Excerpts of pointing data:

• • • • •

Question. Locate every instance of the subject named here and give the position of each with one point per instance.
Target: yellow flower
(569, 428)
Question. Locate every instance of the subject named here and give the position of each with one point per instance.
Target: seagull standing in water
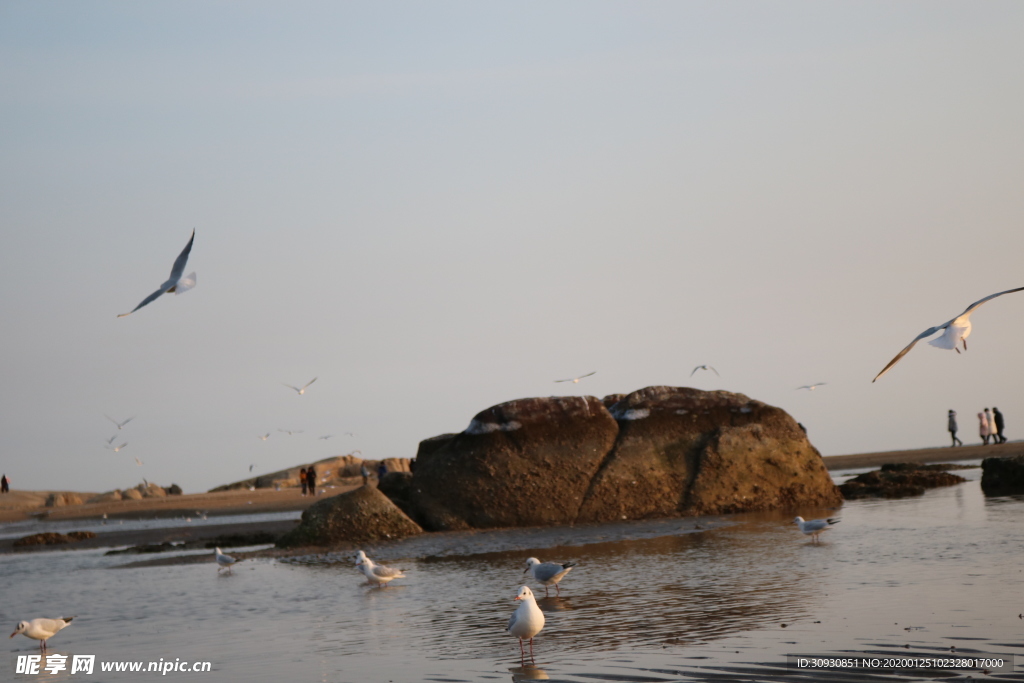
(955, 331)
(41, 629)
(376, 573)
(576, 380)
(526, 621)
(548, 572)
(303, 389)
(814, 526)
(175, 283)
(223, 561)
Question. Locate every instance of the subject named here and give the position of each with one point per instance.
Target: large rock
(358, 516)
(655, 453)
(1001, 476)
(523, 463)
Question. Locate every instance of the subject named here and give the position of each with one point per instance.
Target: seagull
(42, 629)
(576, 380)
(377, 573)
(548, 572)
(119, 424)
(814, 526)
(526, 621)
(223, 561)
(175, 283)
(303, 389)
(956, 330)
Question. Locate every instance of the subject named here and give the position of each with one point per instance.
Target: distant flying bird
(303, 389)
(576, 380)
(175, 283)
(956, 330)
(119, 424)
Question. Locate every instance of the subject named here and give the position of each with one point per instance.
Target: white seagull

• • • • •

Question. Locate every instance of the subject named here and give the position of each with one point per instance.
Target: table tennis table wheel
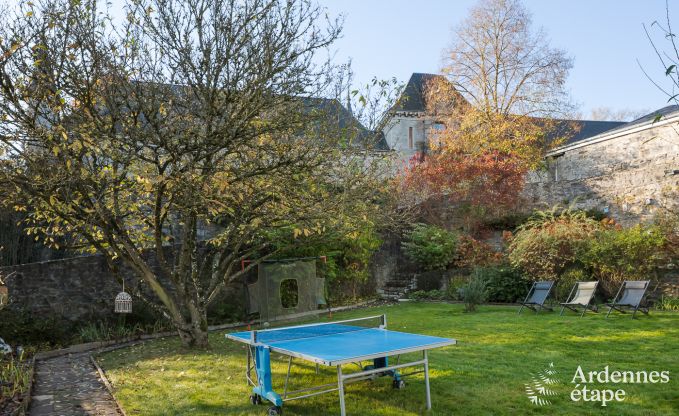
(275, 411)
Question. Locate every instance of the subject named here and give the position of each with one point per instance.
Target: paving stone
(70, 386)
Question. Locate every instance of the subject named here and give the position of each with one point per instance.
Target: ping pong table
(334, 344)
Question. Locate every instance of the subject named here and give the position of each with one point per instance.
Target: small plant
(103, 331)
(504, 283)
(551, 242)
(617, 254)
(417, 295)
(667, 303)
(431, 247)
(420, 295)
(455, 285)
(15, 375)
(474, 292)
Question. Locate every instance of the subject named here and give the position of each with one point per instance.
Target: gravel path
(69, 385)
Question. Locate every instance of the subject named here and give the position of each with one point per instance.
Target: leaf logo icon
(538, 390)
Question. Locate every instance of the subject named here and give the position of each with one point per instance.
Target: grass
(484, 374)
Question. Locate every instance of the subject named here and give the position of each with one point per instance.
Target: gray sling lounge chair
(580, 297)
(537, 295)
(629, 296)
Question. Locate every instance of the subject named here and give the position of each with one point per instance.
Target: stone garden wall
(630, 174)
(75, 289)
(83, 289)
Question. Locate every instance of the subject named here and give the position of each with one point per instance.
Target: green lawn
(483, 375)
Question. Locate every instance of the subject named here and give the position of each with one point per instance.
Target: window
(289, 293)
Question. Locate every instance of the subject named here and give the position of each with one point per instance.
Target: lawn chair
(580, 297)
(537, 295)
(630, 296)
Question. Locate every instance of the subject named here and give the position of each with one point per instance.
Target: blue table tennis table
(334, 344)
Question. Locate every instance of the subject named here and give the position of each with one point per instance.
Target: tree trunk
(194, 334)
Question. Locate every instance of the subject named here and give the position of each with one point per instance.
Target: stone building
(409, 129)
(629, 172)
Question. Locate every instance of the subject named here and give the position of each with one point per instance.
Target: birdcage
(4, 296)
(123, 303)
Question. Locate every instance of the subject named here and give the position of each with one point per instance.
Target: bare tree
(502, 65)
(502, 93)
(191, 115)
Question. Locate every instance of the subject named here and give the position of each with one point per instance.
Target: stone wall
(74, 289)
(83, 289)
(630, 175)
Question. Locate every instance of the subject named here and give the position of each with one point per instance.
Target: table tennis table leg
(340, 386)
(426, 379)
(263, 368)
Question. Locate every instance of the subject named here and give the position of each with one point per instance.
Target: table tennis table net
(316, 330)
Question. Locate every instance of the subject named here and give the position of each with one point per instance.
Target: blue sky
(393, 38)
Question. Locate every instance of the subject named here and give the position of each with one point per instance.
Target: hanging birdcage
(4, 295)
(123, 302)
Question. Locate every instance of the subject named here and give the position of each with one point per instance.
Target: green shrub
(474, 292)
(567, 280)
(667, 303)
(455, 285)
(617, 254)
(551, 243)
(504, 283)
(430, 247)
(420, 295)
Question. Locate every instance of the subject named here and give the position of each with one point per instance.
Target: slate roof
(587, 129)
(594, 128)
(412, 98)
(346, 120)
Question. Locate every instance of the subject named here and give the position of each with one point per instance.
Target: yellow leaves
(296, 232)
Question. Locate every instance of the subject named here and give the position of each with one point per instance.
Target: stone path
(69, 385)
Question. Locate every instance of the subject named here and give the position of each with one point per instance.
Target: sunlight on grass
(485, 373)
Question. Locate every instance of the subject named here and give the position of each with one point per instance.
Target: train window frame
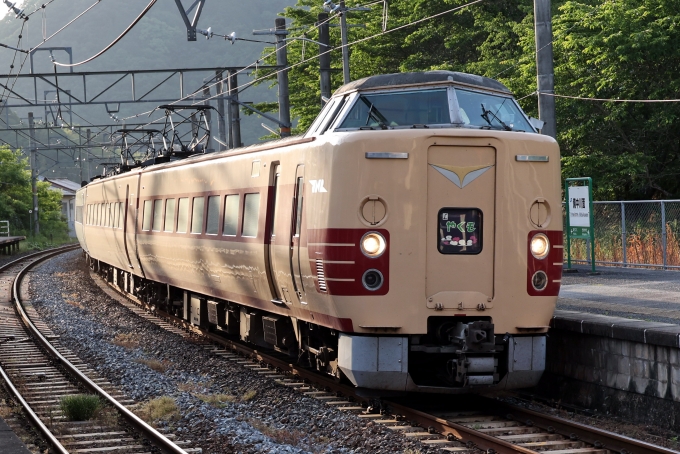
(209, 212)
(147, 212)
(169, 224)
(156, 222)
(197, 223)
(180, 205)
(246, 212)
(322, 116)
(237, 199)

• • • • •

* _What to work on_: Count the lines in the rows above that contain the string "table", with case counting. Reply with the number alone.

* _Result of the exercise_: 5